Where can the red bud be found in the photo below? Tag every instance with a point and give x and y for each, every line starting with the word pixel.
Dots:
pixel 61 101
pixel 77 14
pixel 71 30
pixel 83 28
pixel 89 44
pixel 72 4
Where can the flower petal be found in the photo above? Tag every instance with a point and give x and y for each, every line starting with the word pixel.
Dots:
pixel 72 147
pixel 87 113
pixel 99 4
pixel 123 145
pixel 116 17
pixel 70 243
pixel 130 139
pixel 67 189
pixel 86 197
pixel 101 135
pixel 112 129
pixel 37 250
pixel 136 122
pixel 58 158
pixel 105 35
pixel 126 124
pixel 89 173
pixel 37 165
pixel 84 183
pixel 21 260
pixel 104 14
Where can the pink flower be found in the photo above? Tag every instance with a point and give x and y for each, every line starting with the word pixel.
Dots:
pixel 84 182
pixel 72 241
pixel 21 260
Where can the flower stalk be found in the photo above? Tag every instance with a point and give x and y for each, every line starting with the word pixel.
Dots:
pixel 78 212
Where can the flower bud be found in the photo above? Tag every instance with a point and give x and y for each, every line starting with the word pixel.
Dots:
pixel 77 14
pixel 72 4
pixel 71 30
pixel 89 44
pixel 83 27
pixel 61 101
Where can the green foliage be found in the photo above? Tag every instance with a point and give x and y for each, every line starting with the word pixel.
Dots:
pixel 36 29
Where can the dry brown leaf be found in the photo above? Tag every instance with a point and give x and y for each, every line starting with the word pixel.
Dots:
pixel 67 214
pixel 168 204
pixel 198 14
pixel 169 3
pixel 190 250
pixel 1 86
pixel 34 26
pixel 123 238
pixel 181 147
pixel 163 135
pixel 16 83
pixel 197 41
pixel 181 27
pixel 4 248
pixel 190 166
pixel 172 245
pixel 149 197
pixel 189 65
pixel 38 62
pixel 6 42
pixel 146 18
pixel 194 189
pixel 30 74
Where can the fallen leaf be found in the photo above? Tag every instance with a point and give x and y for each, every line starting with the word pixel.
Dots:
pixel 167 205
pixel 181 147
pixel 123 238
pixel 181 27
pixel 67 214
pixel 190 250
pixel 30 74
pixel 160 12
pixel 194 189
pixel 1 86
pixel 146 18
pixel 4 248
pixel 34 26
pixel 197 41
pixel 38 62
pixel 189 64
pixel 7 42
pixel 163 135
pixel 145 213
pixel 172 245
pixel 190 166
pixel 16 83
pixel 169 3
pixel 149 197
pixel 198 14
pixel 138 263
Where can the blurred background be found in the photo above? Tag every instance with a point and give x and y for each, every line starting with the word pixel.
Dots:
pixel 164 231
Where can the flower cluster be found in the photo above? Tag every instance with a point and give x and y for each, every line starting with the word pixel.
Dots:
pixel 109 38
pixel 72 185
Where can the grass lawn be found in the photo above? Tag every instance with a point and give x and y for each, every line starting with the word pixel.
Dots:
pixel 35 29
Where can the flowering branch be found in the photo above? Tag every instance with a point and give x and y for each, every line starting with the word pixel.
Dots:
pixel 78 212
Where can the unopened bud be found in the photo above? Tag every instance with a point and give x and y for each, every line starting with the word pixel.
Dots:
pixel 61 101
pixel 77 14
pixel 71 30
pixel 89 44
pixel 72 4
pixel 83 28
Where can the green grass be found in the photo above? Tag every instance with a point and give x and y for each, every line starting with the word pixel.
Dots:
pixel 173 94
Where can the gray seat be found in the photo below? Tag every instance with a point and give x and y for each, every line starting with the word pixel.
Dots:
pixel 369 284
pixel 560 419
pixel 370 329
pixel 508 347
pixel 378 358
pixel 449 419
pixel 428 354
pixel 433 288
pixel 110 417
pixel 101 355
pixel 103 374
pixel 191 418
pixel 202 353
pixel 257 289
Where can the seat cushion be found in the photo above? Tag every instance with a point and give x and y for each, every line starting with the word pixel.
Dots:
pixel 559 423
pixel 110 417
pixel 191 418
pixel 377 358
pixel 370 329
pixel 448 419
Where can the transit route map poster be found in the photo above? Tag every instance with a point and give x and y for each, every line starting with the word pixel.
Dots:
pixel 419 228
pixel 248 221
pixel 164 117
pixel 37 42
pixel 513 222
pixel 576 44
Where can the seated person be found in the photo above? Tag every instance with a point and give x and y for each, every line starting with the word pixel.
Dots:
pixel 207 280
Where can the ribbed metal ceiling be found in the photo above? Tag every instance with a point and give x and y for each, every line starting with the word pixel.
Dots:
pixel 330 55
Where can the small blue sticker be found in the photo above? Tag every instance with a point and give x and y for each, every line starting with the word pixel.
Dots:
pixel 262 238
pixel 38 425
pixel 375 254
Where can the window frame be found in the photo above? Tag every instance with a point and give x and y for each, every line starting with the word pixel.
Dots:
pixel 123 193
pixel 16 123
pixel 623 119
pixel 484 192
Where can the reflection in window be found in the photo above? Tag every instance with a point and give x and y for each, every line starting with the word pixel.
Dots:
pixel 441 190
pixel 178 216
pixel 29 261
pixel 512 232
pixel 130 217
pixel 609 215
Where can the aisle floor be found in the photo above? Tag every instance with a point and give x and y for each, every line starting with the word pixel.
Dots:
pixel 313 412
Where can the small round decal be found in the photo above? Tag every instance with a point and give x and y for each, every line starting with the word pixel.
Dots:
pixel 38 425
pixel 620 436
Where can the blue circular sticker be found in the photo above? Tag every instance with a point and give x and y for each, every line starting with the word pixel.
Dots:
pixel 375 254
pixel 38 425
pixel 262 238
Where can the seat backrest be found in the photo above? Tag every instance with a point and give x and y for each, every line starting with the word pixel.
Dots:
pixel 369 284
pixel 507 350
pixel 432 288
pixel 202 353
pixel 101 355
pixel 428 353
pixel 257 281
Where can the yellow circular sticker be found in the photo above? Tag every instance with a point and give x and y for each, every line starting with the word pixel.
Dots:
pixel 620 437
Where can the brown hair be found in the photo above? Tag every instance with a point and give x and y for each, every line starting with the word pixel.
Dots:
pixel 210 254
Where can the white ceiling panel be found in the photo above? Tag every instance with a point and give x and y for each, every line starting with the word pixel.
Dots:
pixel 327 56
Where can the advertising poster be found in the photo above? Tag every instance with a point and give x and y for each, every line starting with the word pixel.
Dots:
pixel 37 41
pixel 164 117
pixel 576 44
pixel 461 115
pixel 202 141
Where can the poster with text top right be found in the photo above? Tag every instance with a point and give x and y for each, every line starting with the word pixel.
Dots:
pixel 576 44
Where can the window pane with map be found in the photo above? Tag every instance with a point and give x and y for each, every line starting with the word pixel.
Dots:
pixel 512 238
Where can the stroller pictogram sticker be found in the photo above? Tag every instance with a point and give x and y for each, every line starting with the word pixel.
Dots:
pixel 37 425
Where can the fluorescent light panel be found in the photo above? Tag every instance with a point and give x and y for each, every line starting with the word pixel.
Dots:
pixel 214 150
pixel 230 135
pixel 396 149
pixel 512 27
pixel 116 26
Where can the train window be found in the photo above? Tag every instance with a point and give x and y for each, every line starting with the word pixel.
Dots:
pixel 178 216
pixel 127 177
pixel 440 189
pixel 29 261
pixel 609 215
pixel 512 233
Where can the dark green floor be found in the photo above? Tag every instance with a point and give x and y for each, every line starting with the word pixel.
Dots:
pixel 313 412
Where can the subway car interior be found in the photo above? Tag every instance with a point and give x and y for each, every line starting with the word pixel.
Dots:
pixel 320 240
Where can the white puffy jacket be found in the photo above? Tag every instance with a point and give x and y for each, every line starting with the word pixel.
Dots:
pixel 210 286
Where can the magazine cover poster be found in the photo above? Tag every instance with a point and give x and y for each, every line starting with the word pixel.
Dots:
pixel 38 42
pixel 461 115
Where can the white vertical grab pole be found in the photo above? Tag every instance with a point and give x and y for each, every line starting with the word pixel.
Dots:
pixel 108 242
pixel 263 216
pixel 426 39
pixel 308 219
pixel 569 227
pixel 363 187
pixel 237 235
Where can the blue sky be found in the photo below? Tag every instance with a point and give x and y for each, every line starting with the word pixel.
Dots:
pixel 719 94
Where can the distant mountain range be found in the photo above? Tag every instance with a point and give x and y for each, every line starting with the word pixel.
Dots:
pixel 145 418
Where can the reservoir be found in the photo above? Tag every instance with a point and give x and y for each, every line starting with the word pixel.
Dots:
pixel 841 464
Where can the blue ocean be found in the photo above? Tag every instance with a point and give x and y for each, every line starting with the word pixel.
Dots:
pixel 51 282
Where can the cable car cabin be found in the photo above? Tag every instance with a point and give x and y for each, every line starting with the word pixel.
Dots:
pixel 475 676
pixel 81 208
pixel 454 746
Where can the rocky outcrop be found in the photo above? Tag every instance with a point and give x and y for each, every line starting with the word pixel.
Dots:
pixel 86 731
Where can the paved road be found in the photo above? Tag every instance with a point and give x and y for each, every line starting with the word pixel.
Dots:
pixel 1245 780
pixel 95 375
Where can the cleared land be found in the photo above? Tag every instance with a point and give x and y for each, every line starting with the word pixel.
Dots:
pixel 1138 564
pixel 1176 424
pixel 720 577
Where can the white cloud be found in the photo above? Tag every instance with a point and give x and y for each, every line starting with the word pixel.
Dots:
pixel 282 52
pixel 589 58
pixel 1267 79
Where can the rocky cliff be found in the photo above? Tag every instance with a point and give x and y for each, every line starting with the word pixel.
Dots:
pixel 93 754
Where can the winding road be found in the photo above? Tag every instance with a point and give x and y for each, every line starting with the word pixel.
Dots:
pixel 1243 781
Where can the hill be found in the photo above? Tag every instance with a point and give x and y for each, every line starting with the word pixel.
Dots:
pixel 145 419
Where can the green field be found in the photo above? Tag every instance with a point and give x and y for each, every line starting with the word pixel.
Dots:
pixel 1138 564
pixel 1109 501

*EXERCISE DIRECTIONS*.
Convert the entries above into a Markdown table with the columns Row and Text, one numbered row per line, blank lines left out. Begin at the line that contains "Where can the white ceiling", and stop after the line that contains "pixel 202 141".

*THE COMPLETED TASK*.
| Row | Text |
|---|---|
| 1 | Where can the white ceiling panel be found in the photo above? Tag every instance with a point and give x and y for each, every line starting with the word pixel. |
| 2 | Dots: |
| 3 | pixel 327 56 |
| 4 | Where can the advertising poster be found in the photo above? Tag every instance with a point and give x and y for each, every line starting with the word pixel. |
| 5 | Dots: |
| 6 | pixel 37 41 |
| 7 | pixel 164 117 |
| 8 | pixel 576 44 |
| 9 | pixel 461 115 |
| 10 | pixel 202 141 |